>> BEGIN Listing
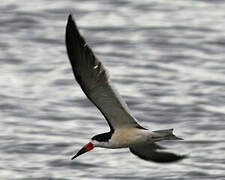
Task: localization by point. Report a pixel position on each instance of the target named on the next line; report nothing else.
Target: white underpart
(125, 137)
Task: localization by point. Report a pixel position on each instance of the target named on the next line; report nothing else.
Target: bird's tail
(166, 134)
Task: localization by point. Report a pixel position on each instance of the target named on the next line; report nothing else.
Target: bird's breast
(126, 137)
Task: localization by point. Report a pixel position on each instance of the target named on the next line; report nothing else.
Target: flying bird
(125, 131)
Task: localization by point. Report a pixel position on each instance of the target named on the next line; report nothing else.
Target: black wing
(91, 75)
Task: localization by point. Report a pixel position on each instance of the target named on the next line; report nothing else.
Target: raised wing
(154, 152)
(91, 75)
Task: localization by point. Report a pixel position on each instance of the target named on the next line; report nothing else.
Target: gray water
(167, 60)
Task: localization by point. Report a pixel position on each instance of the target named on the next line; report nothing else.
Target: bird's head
(100, 140)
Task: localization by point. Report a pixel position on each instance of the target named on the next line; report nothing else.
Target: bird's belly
(123, 138)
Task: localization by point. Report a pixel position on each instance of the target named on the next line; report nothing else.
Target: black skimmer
(125, 131)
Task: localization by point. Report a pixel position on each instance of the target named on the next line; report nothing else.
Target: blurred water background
(166, 58)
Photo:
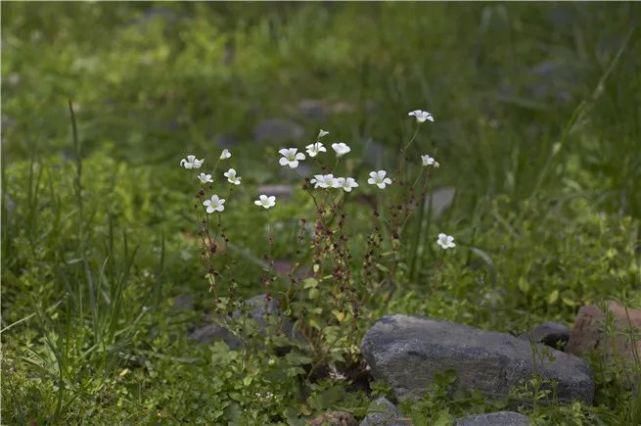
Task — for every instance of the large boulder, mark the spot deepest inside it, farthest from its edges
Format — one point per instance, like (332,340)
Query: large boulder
(334,418)
(381,412)
(408,352)
(605,332)
(500,418)
(551,334)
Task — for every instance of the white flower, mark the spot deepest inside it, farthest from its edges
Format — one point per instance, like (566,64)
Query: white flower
(421,116)
(231,177)
(205,178)
(265,201)
(341,149)
(445,241)
(429,161)
(225,154)
(378,178)
(214,204)
(323,181)
(345,183)
(314,149)
(191,162)
(290,157)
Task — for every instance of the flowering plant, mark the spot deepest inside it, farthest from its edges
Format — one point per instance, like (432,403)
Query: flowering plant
(341,272)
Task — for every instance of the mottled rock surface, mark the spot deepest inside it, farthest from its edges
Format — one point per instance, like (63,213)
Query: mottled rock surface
(606,334)
(551,334)
(407,352)
(381,412)
(334,418)
(500,418)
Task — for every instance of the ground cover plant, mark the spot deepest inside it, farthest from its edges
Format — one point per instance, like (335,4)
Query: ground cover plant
(108,268)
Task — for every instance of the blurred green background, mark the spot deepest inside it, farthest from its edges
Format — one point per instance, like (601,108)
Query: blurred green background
(538,128)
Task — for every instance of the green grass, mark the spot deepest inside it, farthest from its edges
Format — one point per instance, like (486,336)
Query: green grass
(538,127)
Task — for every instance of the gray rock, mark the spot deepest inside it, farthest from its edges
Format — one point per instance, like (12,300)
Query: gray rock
(214,332)
(277,129)
(500,418)
(407,352)
(256,308)
(551,334)
(263,312)
(381,412)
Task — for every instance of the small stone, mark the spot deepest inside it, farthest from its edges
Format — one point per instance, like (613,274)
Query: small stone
(214,332)
(260,309)
(590,334)
(409,352)
(334,418)
(500,418)
(381,412)
(551,334)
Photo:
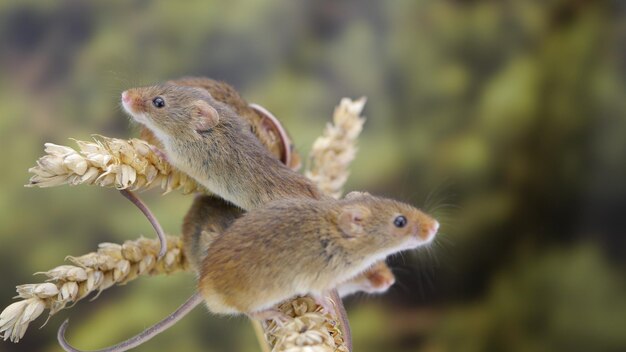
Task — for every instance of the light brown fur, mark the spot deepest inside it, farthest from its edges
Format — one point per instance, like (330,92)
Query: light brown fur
(296,247)
(226,158)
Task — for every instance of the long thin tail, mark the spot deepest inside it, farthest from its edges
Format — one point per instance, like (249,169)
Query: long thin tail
(142,337)
(153,221)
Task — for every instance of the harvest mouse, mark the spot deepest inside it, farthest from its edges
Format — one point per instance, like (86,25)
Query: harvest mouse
(263,124)
(295,247)
(208,141)
(210,216)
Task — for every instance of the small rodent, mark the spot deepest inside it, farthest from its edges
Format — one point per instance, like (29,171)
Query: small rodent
(263,124)
(294,247)
(210,216)
(303,246)
(208,141)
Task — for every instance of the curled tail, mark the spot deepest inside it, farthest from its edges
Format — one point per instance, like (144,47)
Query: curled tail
(142,337)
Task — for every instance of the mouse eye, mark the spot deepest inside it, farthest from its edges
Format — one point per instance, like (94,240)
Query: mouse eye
(158,102)
(400,221)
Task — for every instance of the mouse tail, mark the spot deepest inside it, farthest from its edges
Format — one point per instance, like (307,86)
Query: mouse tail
(142,337)
(151,218)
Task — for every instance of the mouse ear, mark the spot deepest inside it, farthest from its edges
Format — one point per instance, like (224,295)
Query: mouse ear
(206,117)
(356,194)
(351,219)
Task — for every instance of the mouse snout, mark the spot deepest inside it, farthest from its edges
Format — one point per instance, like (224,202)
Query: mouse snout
(429,229)
(125,97)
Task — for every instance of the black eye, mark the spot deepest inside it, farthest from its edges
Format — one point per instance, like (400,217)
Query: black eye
(399,221)
(158,102)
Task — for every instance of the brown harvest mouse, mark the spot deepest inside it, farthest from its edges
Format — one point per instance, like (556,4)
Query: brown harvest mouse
(210,216)
(208,141)
(274,138)
(296,247)
(263,124)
>> END Listing
**What the task requires:**
Write out all the entries exactly, except for the pictures.

**Solved problem:**
Task: localization by point. Report a pixel position on each instance of the target named on the next line; report nothing else.
Target: white underpart
(125, 137)
Task: localization by point. Report a pixel position on each instance of the target named on the next line; report nothing else.
Target: bird's tail
(166, 134)
Task: localization by point. Report a pixel position on each instance of the target named on the next line; report nothing else.
Target: bird's breast
(126, 137)
Task: localization by point. Report a pixel position on each instance of the target named on the next line; report nothing else.
Target: flying bird
(125, 131)
Task: localization by point. Report a pixel position on each instance of the target named on the next line; report nothing else.
Target: black wing
(91, 75)
Task: localization by point. Report a pixel position on each instance of the target named on the next line; report nothing else.
Target: raised wing
(154, 152)
(91, 75)
Task: localization by point. Report a pixel position on each instance of the target named on the next line; report nothing else.
Target: gray water
(167, 60)
Task: localization by point. Report a pixel position on each instance of the target named on the next line; report nothing else.
Target: bird's head
(100, 140)
Task: localization by point. Report a pixel position on each instance of the target named on the next line; report nothing else.
Target: bird's belly
(123, 138)
Task: localization by point. Report a pixel position on each instance of the target named on the next line; report nothing else.
Target: black skimmer
(125, 131)
Task: localization by point. Report a pixel position on each instance of the target named on the next line; report nothing else.
Target: blurred water background
(166, 58)
Photo:
Task — for every instance of the large boulder, mark the spot deepest inside it, farthest from its edges
Format — one point per instance, like (332,340)
Query: large boulder
(334,418)
(381,412)
(408,352)
(605,332)
(500,418)
(551,334)
Task — for every instance of the white flower, mark the spot deepest inside it, farthest from its edges
Format — one point per instance, like (566,64)
Query: white flower
(421,116)
(231,177)
(205,178)
(265,201)
(341,149)
(445,241)
(429,161)
(225,154)
(378,178)
(214,204)
(323,181)
(345,183)
(314,149)
(191,162)
(290,157)
Task — for every instance of the flowering plant, mark the spot deepest inside it, farthest from its edges
Format — one point per instance, like (432,403)
Query: flowering plant
(341,272)
Task — for every instance of the mottled rock surface, mark the spot deepest inside it, farthest from its edges
Format — one point per instance, like (63,213)
Query: mottled rock surface
(606,334)
(551,334)
(407,352)
(381,412)
(334,418)
(500,418)
Task — for every instance of the ground cover plant, mark the spot deepest inside it, farthest from its edges
Format — one point per instance, like (335,4)
Query: ground cover plant
(108,268)
Task — for every instance of the blurred green background, mark the spot deepest inside it, farthest from its edges
Format — one point per instance, like (601,108)
Query: blurred green background
(538,128)
Task — for every instance of the green grass, mark the spot deepest inside it, farthest from its edges
Format — one point per instance, like (486,336)
Query: green grass
(538,127)
Task — for every instance of the gray rock, mark the spot deepest inside it, farthest from its edges
Format — one point per instance, like (12,300)
Query: gray rock
(214,332)
(277,129)
(500,418)
(407,352)
(256,308)
(551,334)
(263,312)
(381,412)
Task — for every instance of the small stone, mark the spot deepest inside it, farthest from its edges
Format — one point per instance, like (613,274)
Query: small stone
(214,332)
(260,309)
(590,334)
(409,352)
(334,418)
(500,418)
(381,412)
(551,334)
Photo:
Task — for every instance of the light brown fur, mark the spot deepest inside it, farthest from its edges
Format — one point per instance, like (330,92)
Query: light brown fur
(296,247)
(226,158)
Task — for every instance of the long thin tail, mark the spot deepest inside it, farthest from its edges
Format — one point per instance, like (249,169)
Query: long thin tail
(142,337)
(153,221)
Task — for every instance of the harvest mouse, mark the spot deepest inside it, farthest from its edges
Format — one point per instance, like (86,25)
Query: harvest mouse
(263,124)
(295,247)
(208,141)
(210,216)
Task — for every instance of the small rodent, mark the spot deepest inside it, farthest from its edges
Format — one point per instance, like (29,171)
Query: small rodent
(263,124)
(294,247)
(210,216)
(303,246)
(208,141)
Task — for every instance of the curled tail, mark the spot deepest inside it, farthest from its edges
Format — one point per instance, like (144,47)
Query: curled tail
(142,337)
Task — for every instance of the mouse eye, mark the spot deepest inside it, farthest from its edges
Format — one point per instance, like (94,240)
Query: mouse eye
(158,102)
(400,221)
Task — for every instance of the mouse tail, mark the spot deepest inside it, farthest from its edges
Format — one point per instance, like (307,86)
Query: mouse tail
(142,337)
(151,218)
Task — for every instance of the mouse ear, mark the spot deepest inside it, farthest from its edges
Format — one point per instance, like (224,295)
Query: mouse ear
(206,117)
(356,194)
(351,219)
Task — for every instance of the mouse snout, mark the spot deepest inside it, farthest from its edges
Format — one point per instance, like (224,202)
Query: mouse snout
(429,229)
(125,97)
Task — for every instance of the black eye, mark the spot deepest inside it, farthest from its edges
Format — one point per instance, like (400,217)
Query: black eye
(399,221)
(158,102)
Task — for every instance of the brown harvest mouse, mark the spot deepest inside it, farthest from its edges
Format — one point per instance, like (556,4)
Query: brown harvest mouse
(210,216)
(208,141)
(274,138)
(296,247)
(263,124)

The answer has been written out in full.